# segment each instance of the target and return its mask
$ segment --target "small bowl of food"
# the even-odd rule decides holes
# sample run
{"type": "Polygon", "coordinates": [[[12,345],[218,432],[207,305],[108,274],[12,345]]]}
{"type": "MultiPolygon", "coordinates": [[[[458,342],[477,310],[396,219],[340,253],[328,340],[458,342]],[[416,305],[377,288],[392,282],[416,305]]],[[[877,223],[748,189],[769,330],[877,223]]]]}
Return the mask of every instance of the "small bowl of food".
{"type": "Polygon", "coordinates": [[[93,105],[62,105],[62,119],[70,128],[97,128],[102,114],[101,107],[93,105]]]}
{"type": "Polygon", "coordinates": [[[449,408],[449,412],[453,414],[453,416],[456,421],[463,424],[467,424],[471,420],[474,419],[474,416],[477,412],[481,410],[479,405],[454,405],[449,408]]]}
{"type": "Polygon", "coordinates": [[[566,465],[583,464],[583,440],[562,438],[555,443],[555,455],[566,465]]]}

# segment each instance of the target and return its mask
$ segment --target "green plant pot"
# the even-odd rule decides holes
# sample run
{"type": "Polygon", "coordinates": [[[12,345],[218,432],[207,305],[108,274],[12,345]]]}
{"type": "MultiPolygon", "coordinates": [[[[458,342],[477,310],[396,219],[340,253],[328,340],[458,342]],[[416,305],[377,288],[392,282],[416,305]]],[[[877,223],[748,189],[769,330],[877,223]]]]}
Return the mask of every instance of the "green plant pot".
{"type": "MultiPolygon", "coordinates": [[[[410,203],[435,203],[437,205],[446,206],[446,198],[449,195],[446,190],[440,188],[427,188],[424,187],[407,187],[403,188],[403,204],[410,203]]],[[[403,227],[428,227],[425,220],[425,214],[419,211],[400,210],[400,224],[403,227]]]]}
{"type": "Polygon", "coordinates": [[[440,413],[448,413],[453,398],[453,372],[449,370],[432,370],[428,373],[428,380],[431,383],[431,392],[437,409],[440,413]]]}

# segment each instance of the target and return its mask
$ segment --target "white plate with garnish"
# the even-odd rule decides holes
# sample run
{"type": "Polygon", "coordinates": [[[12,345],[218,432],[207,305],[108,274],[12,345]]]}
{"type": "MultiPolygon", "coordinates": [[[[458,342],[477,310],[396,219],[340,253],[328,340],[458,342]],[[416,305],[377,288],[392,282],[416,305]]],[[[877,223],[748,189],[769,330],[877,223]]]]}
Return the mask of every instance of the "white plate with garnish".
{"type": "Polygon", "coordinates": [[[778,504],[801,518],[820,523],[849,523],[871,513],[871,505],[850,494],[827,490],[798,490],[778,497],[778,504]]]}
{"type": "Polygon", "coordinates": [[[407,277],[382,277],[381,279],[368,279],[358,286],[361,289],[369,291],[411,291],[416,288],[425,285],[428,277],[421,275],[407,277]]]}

--- --- ---

Instructions for the task: Reproduce the full set of records precisely.

Written answer:
# segment each instance of the target and return its mask
$ segment --target "small bowl of food"
# the even-odd rule decides holes
# sample run
{"type": "Polygon", "coordinates": [[[12,345],[218,432],[207,305],[108,274],[12,345]]]}
{"type": "MultiPolygon", "coordinates": [[[[458,342],[477,310],[396,219],[340,253],[328,340],[458,342]],[[416,305],[377,288],[392,282],[416,305]]],[[[877,223],[748,189],[769,330],[877,223]]]]}
Return the mask of every instance of the "small bowl of food".
{"type": "Polygon", "coordinates": [[[93,105],[62,105],[62,119],[70,128],[97,128],[102,114],[101,107],[93,105]]]}
{"type": "Polygon", "coordinates": [[[449,408],[449,412],[453,414],[453,416],[456,421],[463,424],[467,424],[471,420],[474,419],[474,416],[477,412],[481,410],[479,405],[454,405],[449,408]]]}
{"type": "Polygon", "coordinates": [[[566,465],[583,464],[583,440],[562,438],[555,443],[555,455],[566,465]]]}

# segment each instance of the target and return its mask
$ segment --target "green plant pot"
# the even-odd rule decides holes
# sample run
{"type": "Polygon", "coordinates": [[[12,345],[218,432],[207,305],[108,274],[12,345]]]}
{"type": "MultiPolygon", "coordinates": [[[[458,342],[477,310],[396,219],[340,253],[328,340],[458,342]],[[416,305],[377,288],[392,282],[416,305]]],[[[877,223],[748,189],[769,330],[877,223]]]]}
Return the mask of every instance of the "green plant pot".
{"type": "MultiPolygon", "coordinates": [[[[410,203],[435,203],[437,205],[446,206],[446,198],[449,195],[446,190],[440,188],[427,188],[424,187],[407,187],[403,188],[403,204],[410,203]]],[[[403,227],[428,227],[425,220],[425,214],[419,211],[400,210],[400,224],[403,227]]]]}
{"type": "Polygon", "coordinates": [[[440,413],[448,413],[453,398],[453,372],[449,370],[432,370],[428,373],[428,380],[431,383],[431,392],[437,409],[440,413]]]}

# segment each instance of the target and return its mask
$ segment --target "white plate with garnish"
# the even-odd rule decides holes
# sample run
{"type": "Polygon", "coordinates": [[[12,345],[218,432],[207,305],[108,274],[12,345]]]}
{"type": "MultiPolygon", "coordinates": [[[[458,342],[477,310],[396,219],[340,253],[328,340],[458,342]],[[416,305],[377,288],[392,282],[416,305]]],[[[877,223],[748,189],[769,330],[877,223]]]]}
Return the mask of every instance of the "white plate with garnish".
{"type": "Polygon", "coordinates": [[[778,504],[801,518],[820,523],[849,523],[871,513],[871,505],[850,494],[827,490],[798,490],[778,497],[778,504]]]}
{"type": "Polygon", "coordinates": [[[407,277],[382,277],[381,279],[368,279],[358,286],[361,289],[369,291],[411,291],[416,288],[425,285],[428,277],[421,275],[407,277]]]}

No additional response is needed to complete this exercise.